#### Work item
Give a verbatim repeat of the lines that run from the line containing "Practice step: label each instance of the jacket" to the end of the data below.

#### Material supplied
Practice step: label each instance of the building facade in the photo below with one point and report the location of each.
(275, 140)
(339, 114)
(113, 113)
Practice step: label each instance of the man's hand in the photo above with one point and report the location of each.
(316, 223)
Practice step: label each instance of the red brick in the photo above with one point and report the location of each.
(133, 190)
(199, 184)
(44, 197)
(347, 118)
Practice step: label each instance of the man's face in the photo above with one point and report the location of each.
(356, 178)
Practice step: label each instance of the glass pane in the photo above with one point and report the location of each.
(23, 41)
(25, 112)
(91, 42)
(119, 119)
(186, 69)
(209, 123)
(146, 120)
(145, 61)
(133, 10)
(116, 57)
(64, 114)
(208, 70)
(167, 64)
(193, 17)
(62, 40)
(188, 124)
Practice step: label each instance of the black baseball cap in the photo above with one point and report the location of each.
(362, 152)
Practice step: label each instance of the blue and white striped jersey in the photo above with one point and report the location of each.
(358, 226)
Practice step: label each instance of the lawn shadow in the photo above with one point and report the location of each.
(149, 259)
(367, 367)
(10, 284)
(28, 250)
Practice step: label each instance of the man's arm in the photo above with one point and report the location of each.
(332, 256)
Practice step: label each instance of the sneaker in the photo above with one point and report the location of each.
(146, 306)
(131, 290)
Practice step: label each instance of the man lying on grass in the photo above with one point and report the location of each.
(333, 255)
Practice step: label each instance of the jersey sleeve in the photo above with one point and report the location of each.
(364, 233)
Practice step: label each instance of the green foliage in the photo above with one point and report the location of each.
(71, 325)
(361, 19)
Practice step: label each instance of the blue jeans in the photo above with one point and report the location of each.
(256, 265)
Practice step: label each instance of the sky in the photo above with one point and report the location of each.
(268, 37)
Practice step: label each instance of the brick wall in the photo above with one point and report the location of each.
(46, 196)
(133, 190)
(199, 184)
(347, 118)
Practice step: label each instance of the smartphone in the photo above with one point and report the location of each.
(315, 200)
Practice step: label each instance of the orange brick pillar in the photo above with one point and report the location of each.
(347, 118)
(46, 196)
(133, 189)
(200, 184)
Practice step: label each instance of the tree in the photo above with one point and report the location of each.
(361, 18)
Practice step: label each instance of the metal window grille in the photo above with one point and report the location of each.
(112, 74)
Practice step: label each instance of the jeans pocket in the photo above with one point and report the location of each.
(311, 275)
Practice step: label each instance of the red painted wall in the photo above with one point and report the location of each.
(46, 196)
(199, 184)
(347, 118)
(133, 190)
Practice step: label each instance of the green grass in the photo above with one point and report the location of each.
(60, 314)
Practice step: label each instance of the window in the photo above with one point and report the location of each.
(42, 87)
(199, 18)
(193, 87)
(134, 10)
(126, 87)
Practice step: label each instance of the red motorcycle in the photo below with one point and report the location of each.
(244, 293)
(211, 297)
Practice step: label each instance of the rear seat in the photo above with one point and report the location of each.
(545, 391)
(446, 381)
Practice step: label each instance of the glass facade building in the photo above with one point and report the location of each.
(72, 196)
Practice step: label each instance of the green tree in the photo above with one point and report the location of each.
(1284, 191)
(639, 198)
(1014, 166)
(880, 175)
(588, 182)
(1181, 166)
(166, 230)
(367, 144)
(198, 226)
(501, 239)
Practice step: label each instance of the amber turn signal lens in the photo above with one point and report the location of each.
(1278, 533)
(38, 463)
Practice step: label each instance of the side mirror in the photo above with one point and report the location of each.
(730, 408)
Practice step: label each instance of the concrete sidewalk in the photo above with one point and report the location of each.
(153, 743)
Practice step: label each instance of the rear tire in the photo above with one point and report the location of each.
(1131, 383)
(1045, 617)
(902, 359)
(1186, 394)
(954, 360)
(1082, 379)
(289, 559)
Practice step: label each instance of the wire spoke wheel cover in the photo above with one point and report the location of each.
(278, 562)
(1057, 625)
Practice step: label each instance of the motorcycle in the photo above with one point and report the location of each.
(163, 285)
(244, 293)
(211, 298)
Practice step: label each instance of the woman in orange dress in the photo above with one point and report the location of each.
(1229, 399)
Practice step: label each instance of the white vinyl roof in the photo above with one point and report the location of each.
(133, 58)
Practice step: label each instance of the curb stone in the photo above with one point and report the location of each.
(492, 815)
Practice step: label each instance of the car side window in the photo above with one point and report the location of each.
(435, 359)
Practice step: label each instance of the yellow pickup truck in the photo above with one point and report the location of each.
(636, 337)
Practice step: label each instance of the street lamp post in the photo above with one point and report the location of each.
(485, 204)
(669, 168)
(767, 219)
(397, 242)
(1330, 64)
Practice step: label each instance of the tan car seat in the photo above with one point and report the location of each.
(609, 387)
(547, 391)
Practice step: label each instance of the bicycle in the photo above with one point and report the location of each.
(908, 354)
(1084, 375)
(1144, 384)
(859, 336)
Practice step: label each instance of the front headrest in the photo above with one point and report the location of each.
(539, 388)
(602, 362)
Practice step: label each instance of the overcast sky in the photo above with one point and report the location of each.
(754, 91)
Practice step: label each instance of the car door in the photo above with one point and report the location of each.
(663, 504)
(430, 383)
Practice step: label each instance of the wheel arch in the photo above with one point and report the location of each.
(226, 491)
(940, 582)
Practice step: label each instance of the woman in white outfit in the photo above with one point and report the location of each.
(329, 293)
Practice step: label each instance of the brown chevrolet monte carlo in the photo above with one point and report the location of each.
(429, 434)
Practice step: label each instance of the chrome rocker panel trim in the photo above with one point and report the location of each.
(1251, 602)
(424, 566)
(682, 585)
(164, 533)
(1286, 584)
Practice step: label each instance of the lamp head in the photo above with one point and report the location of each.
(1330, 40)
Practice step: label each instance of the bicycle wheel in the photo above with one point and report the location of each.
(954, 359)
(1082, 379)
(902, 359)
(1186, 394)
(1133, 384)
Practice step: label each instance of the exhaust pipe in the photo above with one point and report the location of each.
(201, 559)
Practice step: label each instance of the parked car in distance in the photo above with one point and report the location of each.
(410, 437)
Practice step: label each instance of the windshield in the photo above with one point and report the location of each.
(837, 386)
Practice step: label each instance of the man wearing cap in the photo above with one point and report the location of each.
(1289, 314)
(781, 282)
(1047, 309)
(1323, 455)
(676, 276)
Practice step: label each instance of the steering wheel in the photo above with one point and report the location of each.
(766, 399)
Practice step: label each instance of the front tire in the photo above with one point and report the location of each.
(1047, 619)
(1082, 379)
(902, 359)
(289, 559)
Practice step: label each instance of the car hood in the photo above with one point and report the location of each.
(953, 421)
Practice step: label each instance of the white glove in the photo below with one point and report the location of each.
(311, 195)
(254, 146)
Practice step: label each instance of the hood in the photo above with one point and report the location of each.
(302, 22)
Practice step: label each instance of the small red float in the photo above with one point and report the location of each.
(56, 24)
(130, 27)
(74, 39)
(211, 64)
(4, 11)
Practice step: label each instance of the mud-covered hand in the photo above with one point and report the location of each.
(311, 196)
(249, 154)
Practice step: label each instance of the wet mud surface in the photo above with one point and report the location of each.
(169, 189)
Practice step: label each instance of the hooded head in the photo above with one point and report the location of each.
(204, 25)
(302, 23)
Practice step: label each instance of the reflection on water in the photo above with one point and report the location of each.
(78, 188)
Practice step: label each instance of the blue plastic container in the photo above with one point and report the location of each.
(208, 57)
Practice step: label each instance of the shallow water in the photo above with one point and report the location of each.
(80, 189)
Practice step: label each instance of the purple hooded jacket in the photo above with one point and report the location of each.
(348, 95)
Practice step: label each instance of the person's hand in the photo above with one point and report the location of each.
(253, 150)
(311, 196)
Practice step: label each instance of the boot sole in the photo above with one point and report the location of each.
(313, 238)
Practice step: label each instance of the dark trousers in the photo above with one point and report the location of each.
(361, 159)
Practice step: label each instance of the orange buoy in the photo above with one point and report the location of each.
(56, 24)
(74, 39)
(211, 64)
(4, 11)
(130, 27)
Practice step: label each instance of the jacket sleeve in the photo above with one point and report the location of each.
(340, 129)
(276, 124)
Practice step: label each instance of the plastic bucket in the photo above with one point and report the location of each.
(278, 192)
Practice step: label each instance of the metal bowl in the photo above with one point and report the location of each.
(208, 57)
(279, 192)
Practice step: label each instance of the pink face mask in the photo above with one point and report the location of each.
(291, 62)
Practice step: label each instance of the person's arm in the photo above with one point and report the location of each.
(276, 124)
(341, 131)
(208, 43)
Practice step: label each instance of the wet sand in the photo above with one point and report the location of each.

#### Exercise response
Practice step: label each instance of the jacket sleeve in the photo above with one point and report the location of each.
(340, 129)
(276, 124)
Practice step: label each instance of the plastic bucket in the photo above with one point and report the location of each.
(278, 192)
Practice step: label each instance of the metal bowl in the photo above with one point and report the location of each.
(208, 57)
(279, 192)
Practice step: label each instance of the pink face mask in the photo above with one point and report the location of each.
(291, 62)
Practice step: label each instance of the person's arm in the photo above with one point and report the location of each.
(276, 124)
(341, 131)
(208, 43)
Practice step: label each instance of the wet sand in the photo above with one point and report the location of each.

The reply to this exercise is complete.